Copy the records below word for word, starting at the line that contains "query (the noun phrase to segment): concrete" and ending with the final line of the records.

──────── Input for this task ────────

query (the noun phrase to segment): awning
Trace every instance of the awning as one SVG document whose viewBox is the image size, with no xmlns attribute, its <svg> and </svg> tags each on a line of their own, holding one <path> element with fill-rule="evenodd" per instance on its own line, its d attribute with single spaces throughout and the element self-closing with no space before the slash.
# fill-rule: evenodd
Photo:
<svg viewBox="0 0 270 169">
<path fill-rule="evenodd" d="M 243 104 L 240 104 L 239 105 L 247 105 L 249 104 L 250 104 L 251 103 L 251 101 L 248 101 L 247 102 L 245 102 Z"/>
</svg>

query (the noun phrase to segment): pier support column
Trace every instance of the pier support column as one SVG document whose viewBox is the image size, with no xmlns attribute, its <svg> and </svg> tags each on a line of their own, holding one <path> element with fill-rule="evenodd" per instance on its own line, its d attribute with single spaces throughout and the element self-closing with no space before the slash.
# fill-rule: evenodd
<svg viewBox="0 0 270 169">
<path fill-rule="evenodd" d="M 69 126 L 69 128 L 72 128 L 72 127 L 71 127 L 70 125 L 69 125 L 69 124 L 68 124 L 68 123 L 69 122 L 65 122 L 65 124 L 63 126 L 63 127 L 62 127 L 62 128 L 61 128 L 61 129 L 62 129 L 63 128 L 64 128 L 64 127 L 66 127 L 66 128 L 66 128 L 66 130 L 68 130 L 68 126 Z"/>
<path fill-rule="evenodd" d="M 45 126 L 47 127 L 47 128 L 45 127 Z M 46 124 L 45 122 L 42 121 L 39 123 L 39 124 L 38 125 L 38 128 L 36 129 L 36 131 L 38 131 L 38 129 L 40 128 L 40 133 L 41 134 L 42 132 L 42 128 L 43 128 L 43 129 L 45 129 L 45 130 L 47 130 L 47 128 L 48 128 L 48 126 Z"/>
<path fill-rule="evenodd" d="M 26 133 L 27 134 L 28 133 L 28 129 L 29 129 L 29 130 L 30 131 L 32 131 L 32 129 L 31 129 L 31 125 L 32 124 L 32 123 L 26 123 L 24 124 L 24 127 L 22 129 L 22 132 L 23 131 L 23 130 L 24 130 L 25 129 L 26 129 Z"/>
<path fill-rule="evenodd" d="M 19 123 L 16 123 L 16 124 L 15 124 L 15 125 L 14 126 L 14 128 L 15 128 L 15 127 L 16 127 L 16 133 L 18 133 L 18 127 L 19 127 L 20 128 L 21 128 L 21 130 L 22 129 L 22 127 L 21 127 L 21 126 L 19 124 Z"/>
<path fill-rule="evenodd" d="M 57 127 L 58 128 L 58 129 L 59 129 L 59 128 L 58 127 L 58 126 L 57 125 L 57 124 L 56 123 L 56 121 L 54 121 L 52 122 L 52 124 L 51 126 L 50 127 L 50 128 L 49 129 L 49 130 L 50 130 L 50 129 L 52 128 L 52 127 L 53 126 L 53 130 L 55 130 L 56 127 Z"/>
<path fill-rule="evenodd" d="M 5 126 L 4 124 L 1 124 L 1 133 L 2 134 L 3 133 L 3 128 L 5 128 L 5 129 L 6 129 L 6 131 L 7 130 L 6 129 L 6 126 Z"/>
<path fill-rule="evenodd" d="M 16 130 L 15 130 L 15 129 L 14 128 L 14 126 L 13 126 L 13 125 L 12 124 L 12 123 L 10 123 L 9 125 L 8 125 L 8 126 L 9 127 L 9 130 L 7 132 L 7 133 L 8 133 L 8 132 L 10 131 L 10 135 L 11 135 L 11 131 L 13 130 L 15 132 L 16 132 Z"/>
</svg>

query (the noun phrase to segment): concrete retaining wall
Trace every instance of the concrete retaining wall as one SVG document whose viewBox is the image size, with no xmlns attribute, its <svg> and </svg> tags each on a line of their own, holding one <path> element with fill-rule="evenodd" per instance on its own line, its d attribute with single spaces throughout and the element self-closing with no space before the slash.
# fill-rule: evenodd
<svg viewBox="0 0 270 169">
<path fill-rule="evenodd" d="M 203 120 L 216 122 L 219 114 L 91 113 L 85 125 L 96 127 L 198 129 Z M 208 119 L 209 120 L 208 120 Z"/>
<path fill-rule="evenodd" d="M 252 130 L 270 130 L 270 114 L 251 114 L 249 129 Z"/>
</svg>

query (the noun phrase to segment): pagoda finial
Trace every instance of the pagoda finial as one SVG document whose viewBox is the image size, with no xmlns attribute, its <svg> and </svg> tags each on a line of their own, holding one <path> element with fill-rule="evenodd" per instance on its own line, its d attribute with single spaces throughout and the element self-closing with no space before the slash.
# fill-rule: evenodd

────────

The result
query (the noun phrase to segment): concrete retaining wall
Trace every instance of the concrete retaining wall as one SVG document whose viewBox is the image size, with no xmlns attribute, its <svg> and </svg> tags each on a line of their own, holding one <path> element with fill-rule="evenodd" per instance on its own line, its d attribute with single spaces throughout and the element self-closing with no space before the slash.
# fill-rule: evenodd
<svg viewBox="0 0 270 169">
<path fill-rule="evenodd" d="M 203 120 L 216 122 L 219 114 L 91 113 L 85 125 L 96 127 L 198 129 Z M 208 119 L 209 120 L 208 120 Z"/>
<path fill-rule="evenodd" d="M 252 130 L 270 130 L 270 114 L 251 114 L 249 129 Z"/>
</svg>

query (the noun phrase to segment): pagoda finial
Trace every instance of the pagoda finial as one SVG document whose viewBox is the image size, with no xmlns attribute, its <svg> and </svg> tags each on a line of their own, holding one <path> element with fill-rule="evenodd" per instance on its own line, its d attribute with single spaces throughout and the element self-closing with no space before the slash.
# fill-rule: evenodd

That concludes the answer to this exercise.